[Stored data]
◆ ◆ ◆ ◆

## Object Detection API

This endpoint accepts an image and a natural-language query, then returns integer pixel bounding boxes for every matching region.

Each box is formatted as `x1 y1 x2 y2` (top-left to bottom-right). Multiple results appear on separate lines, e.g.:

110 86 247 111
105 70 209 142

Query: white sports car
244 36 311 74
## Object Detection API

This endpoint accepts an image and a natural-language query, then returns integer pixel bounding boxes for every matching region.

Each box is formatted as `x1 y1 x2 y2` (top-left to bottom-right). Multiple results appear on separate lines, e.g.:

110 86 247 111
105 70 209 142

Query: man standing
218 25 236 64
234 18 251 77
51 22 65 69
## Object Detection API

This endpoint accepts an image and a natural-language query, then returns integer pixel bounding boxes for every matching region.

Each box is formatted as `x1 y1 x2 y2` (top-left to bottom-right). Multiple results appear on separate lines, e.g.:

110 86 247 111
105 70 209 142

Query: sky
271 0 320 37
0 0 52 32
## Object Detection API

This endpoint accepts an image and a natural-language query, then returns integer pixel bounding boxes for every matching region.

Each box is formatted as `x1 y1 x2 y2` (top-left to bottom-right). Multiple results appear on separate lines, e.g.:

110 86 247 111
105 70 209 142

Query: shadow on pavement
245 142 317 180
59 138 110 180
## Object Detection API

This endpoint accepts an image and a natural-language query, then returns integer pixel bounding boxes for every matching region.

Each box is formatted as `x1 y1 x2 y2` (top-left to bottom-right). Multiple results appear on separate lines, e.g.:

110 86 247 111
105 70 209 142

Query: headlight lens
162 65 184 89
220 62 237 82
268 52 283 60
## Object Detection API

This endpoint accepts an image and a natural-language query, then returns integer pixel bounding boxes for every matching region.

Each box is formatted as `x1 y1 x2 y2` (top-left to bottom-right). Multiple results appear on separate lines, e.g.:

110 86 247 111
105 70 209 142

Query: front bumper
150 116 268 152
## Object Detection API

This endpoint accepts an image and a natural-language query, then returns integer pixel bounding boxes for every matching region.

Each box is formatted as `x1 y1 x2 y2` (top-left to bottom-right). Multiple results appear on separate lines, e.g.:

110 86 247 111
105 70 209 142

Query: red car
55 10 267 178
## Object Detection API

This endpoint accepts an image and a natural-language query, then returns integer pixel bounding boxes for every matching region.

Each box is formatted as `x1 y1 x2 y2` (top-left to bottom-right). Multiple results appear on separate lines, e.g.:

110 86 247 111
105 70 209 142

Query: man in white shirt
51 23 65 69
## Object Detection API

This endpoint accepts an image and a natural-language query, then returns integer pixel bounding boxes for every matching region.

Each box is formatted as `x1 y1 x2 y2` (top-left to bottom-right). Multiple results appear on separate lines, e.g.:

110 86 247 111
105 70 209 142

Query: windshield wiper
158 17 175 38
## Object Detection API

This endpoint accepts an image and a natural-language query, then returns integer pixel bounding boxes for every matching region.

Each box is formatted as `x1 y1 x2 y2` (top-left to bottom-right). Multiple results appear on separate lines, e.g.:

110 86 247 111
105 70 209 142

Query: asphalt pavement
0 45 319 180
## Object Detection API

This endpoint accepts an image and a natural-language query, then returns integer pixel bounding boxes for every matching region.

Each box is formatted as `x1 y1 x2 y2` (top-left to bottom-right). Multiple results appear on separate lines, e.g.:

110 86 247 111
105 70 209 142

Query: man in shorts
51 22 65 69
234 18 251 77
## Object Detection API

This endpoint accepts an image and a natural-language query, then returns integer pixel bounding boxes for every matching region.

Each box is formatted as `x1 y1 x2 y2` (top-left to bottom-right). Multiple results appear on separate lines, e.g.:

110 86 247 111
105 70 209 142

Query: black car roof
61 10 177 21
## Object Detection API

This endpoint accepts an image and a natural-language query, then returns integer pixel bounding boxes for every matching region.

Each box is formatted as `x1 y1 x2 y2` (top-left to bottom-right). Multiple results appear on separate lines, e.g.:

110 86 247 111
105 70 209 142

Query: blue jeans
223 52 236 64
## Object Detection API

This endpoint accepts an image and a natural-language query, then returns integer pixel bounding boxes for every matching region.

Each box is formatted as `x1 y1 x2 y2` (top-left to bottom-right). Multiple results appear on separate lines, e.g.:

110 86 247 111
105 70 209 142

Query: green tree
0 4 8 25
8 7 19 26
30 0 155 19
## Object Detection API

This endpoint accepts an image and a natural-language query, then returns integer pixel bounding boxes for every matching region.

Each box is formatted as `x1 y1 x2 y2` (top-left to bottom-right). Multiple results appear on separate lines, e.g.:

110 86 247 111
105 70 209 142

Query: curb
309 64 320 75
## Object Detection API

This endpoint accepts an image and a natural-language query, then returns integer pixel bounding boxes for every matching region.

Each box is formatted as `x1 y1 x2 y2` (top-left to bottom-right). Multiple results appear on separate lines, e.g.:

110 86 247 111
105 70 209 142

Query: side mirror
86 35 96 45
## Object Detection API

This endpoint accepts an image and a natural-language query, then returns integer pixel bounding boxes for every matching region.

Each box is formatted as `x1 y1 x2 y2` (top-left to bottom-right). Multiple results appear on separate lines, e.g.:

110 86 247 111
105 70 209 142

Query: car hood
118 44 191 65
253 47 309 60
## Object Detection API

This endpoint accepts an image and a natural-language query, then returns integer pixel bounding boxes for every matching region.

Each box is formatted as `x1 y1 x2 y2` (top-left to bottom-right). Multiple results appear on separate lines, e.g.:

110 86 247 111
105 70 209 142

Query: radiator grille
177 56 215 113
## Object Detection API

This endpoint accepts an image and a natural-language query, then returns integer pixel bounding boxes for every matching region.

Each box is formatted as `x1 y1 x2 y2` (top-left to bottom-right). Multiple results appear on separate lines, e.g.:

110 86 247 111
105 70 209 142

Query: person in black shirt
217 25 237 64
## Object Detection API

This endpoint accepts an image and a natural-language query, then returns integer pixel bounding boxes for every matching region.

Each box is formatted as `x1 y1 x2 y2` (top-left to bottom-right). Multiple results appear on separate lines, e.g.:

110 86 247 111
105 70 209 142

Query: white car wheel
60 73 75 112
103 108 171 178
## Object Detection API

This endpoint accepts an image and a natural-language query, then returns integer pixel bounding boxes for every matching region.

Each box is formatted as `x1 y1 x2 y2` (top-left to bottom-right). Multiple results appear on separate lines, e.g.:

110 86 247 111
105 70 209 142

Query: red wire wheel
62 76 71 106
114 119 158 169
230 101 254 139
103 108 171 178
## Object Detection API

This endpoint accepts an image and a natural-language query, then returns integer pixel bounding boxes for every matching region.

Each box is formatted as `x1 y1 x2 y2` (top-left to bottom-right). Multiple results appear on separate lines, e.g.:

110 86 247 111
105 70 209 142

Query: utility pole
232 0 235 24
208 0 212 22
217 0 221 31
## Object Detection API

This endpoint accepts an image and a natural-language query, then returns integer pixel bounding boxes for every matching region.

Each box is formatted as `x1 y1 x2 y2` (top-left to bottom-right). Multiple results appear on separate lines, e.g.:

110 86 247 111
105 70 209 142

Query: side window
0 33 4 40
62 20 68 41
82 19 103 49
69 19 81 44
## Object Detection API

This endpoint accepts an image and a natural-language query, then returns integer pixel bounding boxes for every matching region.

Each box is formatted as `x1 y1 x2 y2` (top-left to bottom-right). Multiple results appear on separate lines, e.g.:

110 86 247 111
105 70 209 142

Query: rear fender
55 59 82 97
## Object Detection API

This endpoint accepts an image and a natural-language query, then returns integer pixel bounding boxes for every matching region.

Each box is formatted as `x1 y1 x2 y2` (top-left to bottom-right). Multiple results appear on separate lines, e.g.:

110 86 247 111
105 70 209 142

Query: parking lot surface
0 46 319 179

◆ ◆ ◆ ◆

What to work on: All entries must be given again exactly.

Solution below:
## Object Detection API

This endpoint accepts an image and a natural-language query, then returns integer pixel bounding boxes for every matching region.

Each box is formatted as `x1 y1 x2 y2` (top-left to bottom-right). Multiple results appear on separate lines, e.g.:

110 86 247 111
105 70 209 142

Query: white sports car
244 36 311 74
## Object Detection API

This endpoint accepts an image and a natural-language query, then returns integer pixel bounding boxes for every matching region.

Each box is formatted as `x1 y1 x2 y2` (top-left to bottom-right). Multiple results appear on separate lines, e.g.:

110 86 247 111
105 70 209 142

Query: man standing
218 25 236 64
234 18 251 77
51 22 65 69
## Object Detection API

This endpoint accepts an image and a natural-language query, then returns integer pixel bounding boxes for every matching region.

Each box is formatted as `x1 y1 x2 y2` (top-left to bottom-right). Multiple results appear on separate lines, e.g.:

110 86 247 111
105 70 209 142

Query: sky
271 0 320 37
0 0 52 32
## Object Detection API

This endpoint accepts an image and a natural-language query, then returns integer pixel bounding boxes for every matching region.

Each box is formatted as `x1 y1 x2 y2` (top-left to bottom-right). Multiple results appear on separate lines, e.g.:

110 86 247 111
105 70 209 142

Query: shadow on pavement
245 142 317 180
59 138 110 180
## Object Detection API

This endpoint accepts an image and a natural-language query, then returns integer pixel bounding boxes for every matching region.

Each box is formatted as `x1 y1 x2 y2` (top-left to bottom-right). Multiple results appear on separate lines, e.g.:

110 86 247 111
105 70 209 142

Query: headlight lens
162 65 184 89
220 62 237 82
268 52 283 60
## Object Detection API

This endpoint accepts an image and a natural-language query, then returns integer pixel bounding boxes for every matching region.

Each box is formatted as `x1 y1 x2 y2` (top-left to bottom-right). Multiple results appear on separate lines, e.g.:

110 86 247 111
105 70 209 142

Query: front bumper
150 116 268 152
## Object Detection API

This endpoint accepts an image and a natural-language query, then returns integer pixel bounding boxes for every matching region.

Each box is formatted as `x1 y1 x2 y2` (top-left to bottom-right). Multiple results appear on separate lines, e.g.:

110 86 247 111
105 70 209 142

Query: red car
55 10 267 178
## Object Detection API

This endpoint accepts an image and a natural-language query, then returns integer pixel bounding boxes for every matching region.

Each box is formatted as `x1 y1 x2 y2` (top-left to bottom-right). Multiple results appear on separate lines, e.g.:

110 86 247 111
105 70 209 142

Query: man in white shirt
51 23 65 69
## Object Detection API

This endpoint accepts an image and a natural-language query, then returns integer pixel bounding boxes for every matching region.

Each box is formatted as `x1 y1 x2 y2` (top-left to bottom-right). Multiple results appear on separate lines, e.g.:

110 86 247 111
105 70 209 142

Query: windshield wiper
158 17 175 38
## Object Detection API

This endpoint accepts an image and a natural-language query, then returns integer pixel bounding boxes for every matching region.

Each box is formatted as `x1 y1 x2 y2` (top-left to bottom-right). Multiple results appear on separate lines, e.g.:

110 86 247 111
105 70 209 142

Query: asphalt pavement
0 45 319 180
## Object Detection API

This endpoint accepts an image and a natural-language query, then returns integer pixel bounding boxes for every matching region.

Each box is formatted as `x1 y1 x2 y2` (top-left to bottom-right). Multiple results appear on separate lines, e.g.:

110 86 247 111
105 70 209 142

Query: man in shorts
51 22 65 69
234 18 251 77
## Object Detection API

This endpoint accepts an image and a natural-language query, then returns integer pixel bounding boxes for every matching region.

Each box is formatted as `x1 y1 x2 y2` (top-left to bottom-right). Multiple results appear on separate lines, e.g.:

110 86 247 111
105 70 209 142

Query: black car roof
61 10 177 21
## Object Detection API

This endpoint accepts an image and a natural-language query, then returns integer pixel bounding boxes for every matching region.

Each box is formatted as `x1 y1 x2 y2` (top-left to bottom-right). Multiple results appear on separate lines, e.g.:

110 86 247 111
105 70 209 142

Query: blue jeans
223 52 236 64
## Object Detection API

This endpoint accepts an image and a natural-language query, then returns integer pixel bounding boxes for every matching region.

Each box is formatted as `x1 y1 x2 y2` (top-left to bottom-right). Multiple results appear on separate lines, e.g.:

110 86 247 111
105 70 209 142

Query: green tree
0 4 8 25
8 7 19 26
30 0 155 19
## Object Detection API

This endpoint accepts an image and a natural-language query, then returns integer pixel bounding boxes for every matching region.

Each box is formatted as `x1 y1 x2 y2` (top-left to bottom-right). Multiple results appear on separate lines, e.g.:

110 86 247 111
105 70 209 142

Query: curb
309 64 320 75
## Object Detection API

This endpoint accepts an image and a natural-language query, then returns integer pixel bounding boxes for every matching region.

Each box is formatted as `x1 y1 x2 y2` (top-left to bottom-right). Multiple results appear on separate lines, e.g.:

110 86 247 111
105 70 209 142

Query: side mirror
86 35 96 45
## Object Detection API

This endpoint accepts an image and a natural-language query, then returns integer pixel bounding boxes for every matching region.

Each box is formatted as `x1 y1 x2 y2` (top-left to bottom-right). Multiple results appear on separate lines, e.g.:

110 86 247 111
105 70 209 142

Query: car hood
118 44 191 65
253 47 309 60
## Object Detection API

This endpoint accepts an image and a natural-language query, then returns integer pixel bounding boxes for every matching region.

Each box is formatted as `x1 y1 x2 y2` (top-left to bottom-right). Multiple results appear on separate lines, e.g.:

110 86 247 111
105 70 209 142

Query: radiator grille
177 56 215 113
## Object Detection API

This endpoint accepts an image and a natural-language query, then returns integer pixel bounding boxes for every matching region.

Each box is formatted as `x1 y1 x2 y2` (top-left to bottom-right). Multiple results appear on separate lines, e.g.:

110 86 247 111
105 70 209 142

Query: person in black shirt
217 25 237 64
## Object Detection API

This endpoint accepts an image and a natural-language query, then returns integer pixel bounding boxes for every matching region.

Each box is formatted as `x1 y1 x2 y2` (top-left to bottom-right). Multiple results appear on separate lines, e.g.:

110 86 247 111
105 70 209 142

Query: white car wheel
60 73 75 112
103 108 171 178
## Object Detection API

This endpoint accepts an image and a natural-language query, then returns integer pixel bounding boxes for every matching region.

Each box is formatted as `x1 y1 x2 y2` (top-left to bottom-right). Multiple results appear on separate lines, e.g.:

110 86 247 111
105 70 209 142

Query: red wire wheel
62 76 71 106
114 119 158 169
230 101 254 139
103 108 171 178
## Object Detection API

This endpoint accepts an image and a natural-language query, then returns integer pixel bounding boxes for every matching region.

Each box is formatted as `x1 y1 x2 y2` (top-left to bottom-right). Multiple results appear on separate lines, e.g.:

110 86 247 111
105 70 209 142

Query: utility pole
232 0 235 24
208 0 212 22
217 0 221 31
## Object Detection API

This endpoint accepts an image and a natural-language query, then returns integer pixel bounding boxes for every matching region.

Each box is formatted as `x1 y1 x2 y2` (top-left to bottom-right). Multiple results appear on separate lines, e.g.:

110 86 247 111
105 70 209 142

Query: side window
0 33 4 40
62 20 68 41
82 19 103 49
69 19 81 44
## Object Detection API

This endpoint accepts an image and a natural-language query, then returns integer pixel bounding boxes for every matching region.

Each box is formatted as `x1 y1 x2 y2` (top-left to bottom-right). Multiple results appear on separate lines, e.g.:

110 86 247 111
105 70 209 142

Query: rear fender
55 59 82 97
## Object Detection API

This endpoint accepts an image and a natural-language query, then returns integer pixel bounding boxes for every matching region.

Each box is formatted as `x1 y1 x2 y2` (top-left to bottom-right). Multiple results appear on separate lines, e.g.:

110 86 247 111
105 70 209 142

Query: parking lot surface
0 46 319 179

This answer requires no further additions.